# YOUR OBJECTIVE
Locate each row below that contains the word "leaf", and copy every such row in full. Capitalization must match.

# MATERIAL FOR THIS EXERCISE

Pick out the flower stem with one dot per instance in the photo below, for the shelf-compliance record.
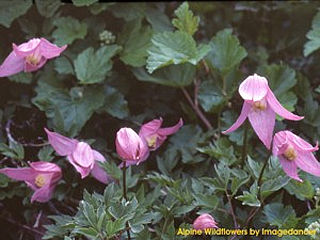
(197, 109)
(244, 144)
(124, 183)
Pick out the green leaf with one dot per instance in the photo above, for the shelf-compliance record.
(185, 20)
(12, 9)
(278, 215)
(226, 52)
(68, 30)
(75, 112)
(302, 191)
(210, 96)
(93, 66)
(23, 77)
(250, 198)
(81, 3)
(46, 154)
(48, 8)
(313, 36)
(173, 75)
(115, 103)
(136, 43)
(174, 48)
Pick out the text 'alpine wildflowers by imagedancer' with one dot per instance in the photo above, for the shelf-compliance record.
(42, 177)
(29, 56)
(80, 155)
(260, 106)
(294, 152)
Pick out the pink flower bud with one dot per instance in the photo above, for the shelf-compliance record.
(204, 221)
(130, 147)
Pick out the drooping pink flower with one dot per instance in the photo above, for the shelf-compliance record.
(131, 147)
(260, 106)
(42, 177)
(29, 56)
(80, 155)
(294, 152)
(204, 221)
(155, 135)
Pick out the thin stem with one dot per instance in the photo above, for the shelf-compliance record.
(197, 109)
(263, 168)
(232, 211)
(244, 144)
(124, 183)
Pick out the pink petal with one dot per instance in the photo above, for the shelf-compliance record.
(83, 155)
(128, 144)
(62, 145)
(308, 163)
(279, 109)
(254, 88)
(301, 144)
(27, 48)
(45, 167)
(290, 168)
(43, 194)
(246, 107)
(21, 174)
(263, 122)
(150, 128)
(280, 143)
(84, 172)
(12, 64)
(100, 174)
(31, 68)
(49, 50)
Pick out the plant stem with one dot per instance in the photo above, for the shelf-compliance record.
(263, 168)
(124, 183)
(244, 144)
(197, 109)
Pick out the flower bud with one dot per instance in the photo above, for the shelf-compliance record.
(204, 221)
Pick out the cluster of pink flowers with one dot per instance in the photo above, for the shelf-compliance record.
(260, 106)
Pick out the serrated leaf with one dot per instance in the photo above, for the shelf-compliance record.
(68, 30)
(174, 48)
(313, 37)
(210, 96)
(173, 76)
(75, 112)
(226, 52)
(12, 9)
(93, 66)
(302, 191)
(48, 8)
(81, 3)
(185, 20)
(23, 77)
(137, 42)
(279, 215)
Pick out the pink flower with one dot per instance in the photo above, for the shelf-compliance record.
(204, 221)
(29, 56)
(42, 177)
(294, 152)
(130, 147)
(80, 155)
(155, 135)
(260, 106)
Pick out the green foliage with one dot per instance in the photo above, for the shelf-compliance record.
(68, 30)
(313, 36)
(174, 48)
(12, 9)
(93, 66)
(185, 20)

...

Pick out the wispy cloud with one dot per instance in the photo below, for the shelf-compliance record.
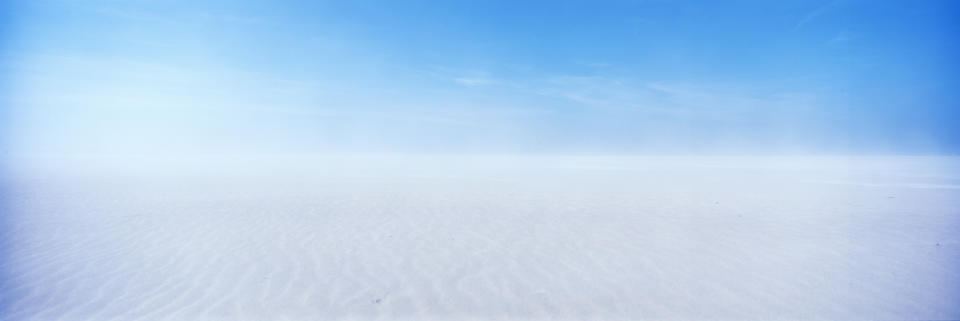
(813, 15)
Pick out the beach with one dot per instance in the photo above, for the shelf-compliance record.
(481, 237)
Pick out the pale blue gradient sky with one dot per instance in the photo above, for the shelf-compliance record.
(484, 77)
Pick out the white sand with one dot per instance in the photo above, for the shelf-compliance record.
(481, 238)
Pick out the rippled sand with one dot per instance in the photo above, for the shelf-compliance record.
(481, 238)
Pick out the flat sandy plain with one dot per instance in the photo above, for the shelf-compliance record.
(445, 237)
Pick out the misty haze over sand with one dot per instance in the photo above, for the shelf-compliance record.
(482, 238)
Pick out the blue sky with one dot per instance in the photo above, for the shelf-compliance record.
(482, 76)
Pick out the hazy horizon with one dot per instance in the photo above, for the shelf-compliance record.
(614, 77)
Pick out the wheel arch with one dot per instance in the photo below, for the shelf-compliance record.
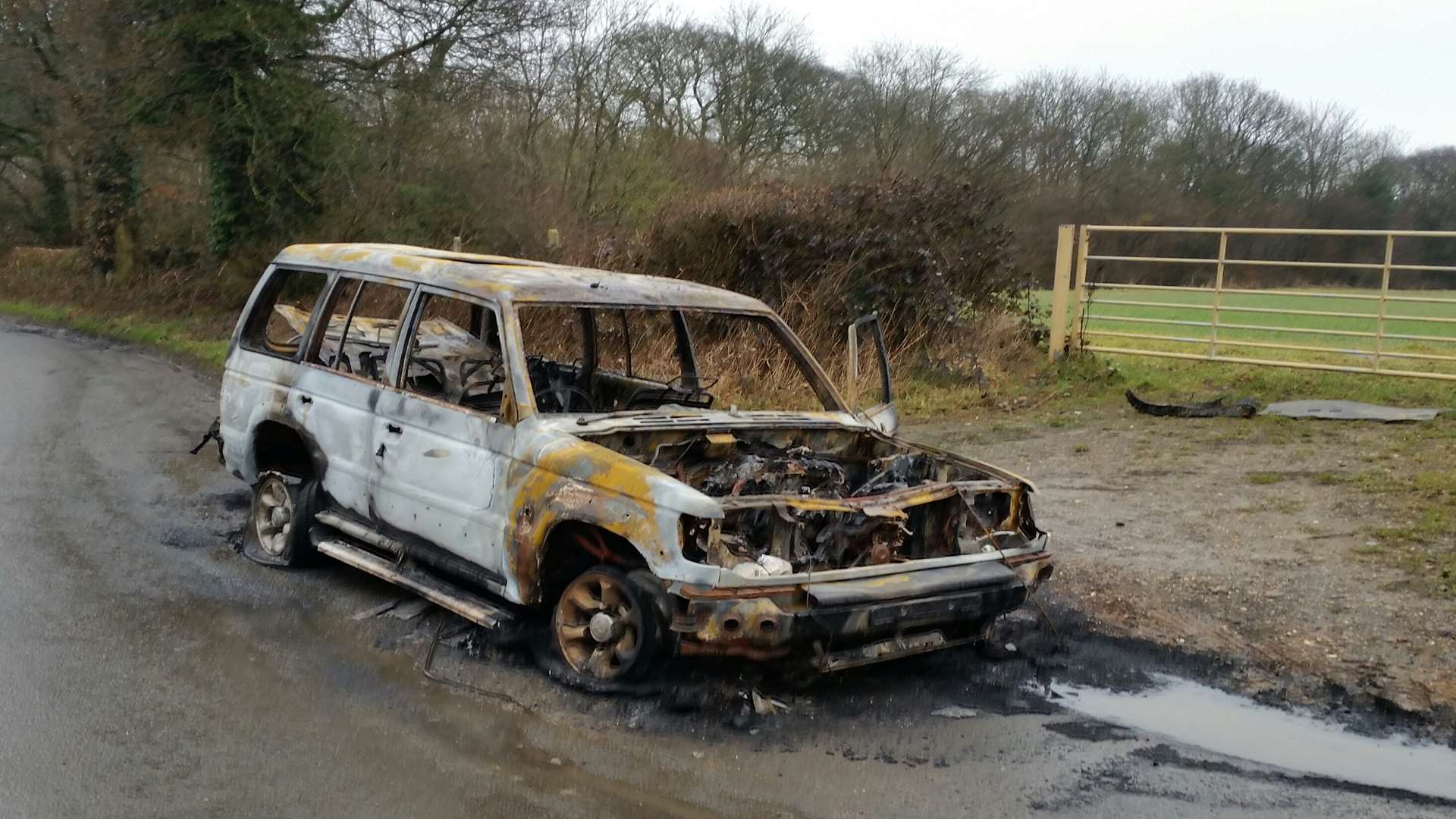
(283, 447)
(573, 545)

# SOLUTION TO THE EXERCISE
Pick out the green leaf with one dot per instance in the photo above, for the shelf-compliance record.
Pick out the serrated leaf with one dot per instance in the photo above, for the shelf-compliance record.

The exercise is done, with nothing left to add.